— Start of Raw data —

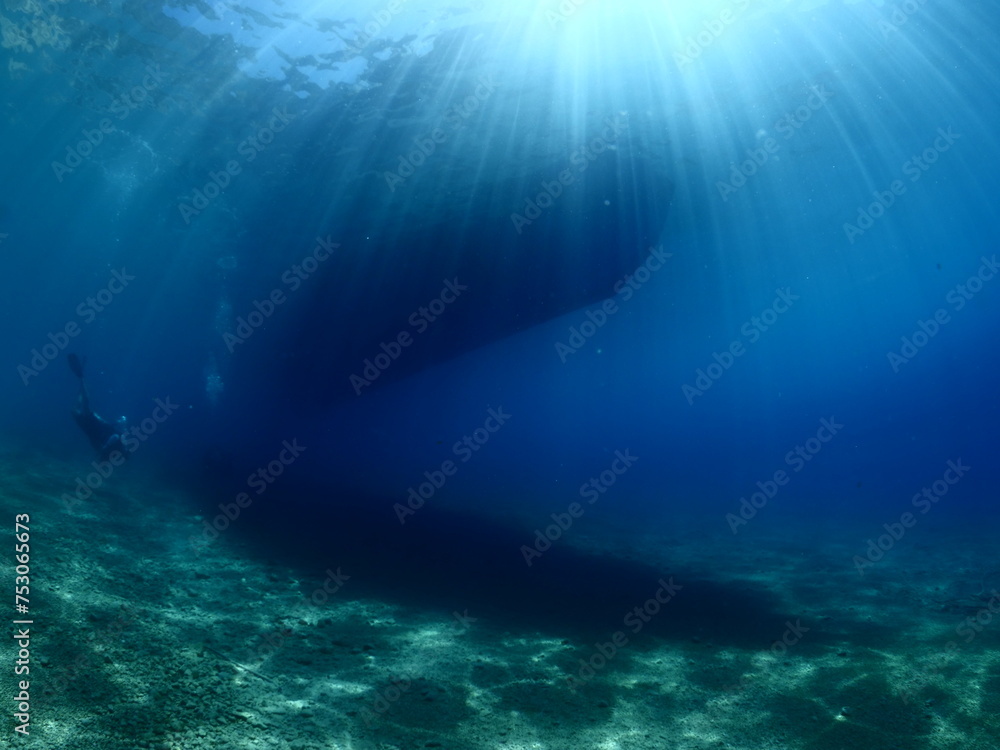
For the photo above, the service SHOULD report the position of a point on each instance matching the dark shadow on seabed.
(451, 561)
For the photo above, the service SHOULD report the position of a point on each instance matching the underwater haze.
(534, 375)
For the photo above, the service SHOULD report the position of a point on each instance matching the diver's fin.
(76, 365)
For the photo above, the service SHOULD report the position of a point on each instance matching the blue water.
(725, 267)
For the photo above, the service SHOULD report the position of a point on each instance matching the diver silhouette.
(105, 436)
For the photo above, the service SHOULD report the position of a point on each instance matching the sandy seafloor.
(138, 643)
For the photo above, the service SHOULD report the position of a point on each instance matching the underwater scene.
(525, 375)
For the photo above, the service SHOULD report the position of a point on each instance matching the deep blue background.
(892, 90)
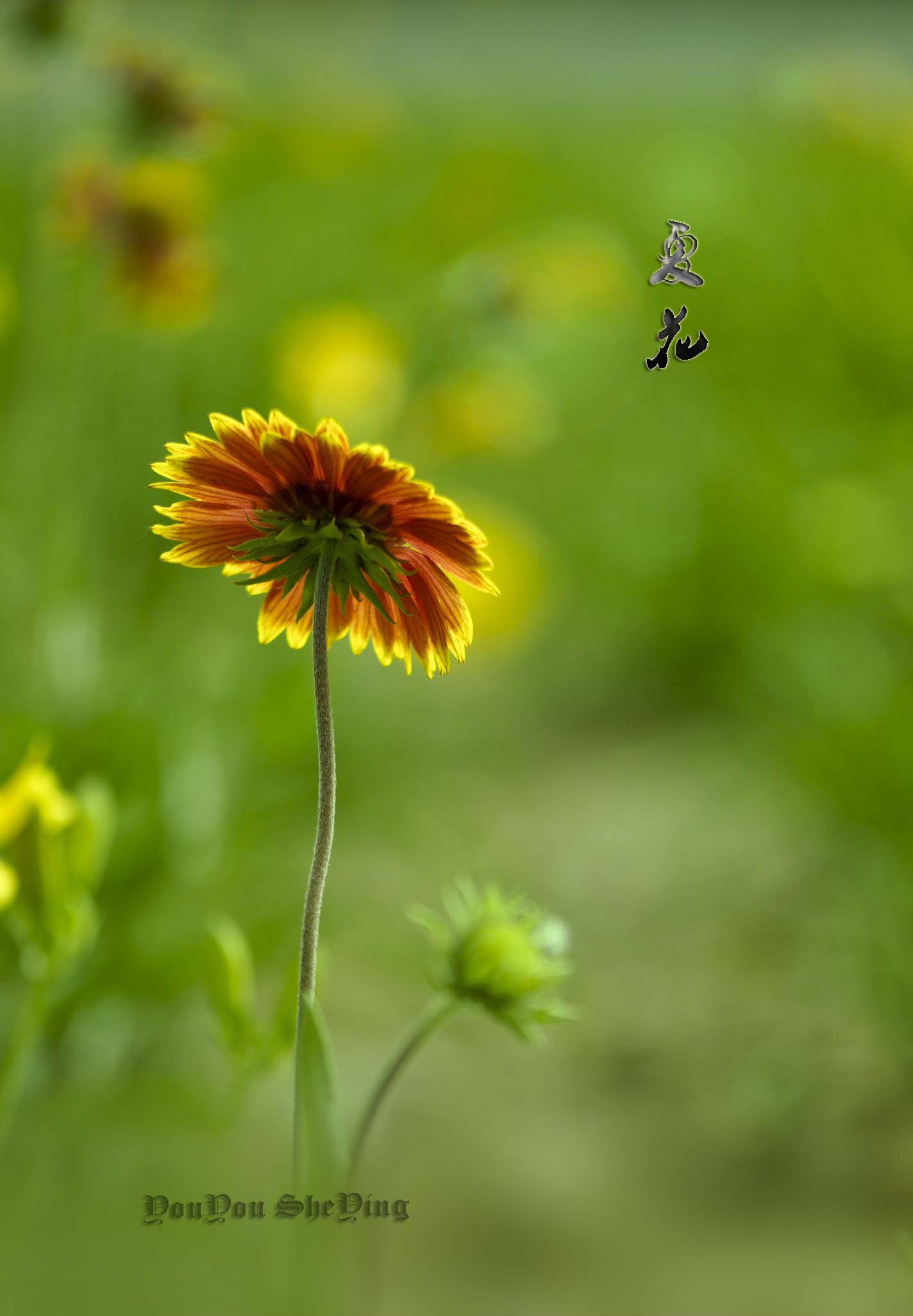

— End of Raw data —

» **Written problem**: Swap every "SHOULD" in the data above for "MUST" and reproduce the data with nothing else changed. Leave the pictures out.

» **Exercise output**:
For the photo above, the service MUST report the position of a point on each instance matching the dark shadow on seabed.
(451, 561)
For the photo above, the service MUST report the position of a point on each instance matching the underwater haze.
(534, 375)
For the photo above, the service MUST report the position of a point on each instance matching the diver's fin.
(76, 365)
For the photo above, the service MUST report the position of a point on each instance matching the blue water.
(725, 267)
For the photo above, the service MUST report the position of a point on each instance matching the diver silhouette.
(105, 436)
For the photo above, the service MUST report the position of a point on each instance matching the sandy seafloor.
(138, 643)
For the photo above, the service MUST report the position of a point on each instance matching the underwater scene.
(525, 375)
For the photo above, the service MUST report the position of a point on each instance matching the deep blue background.
(892, 90)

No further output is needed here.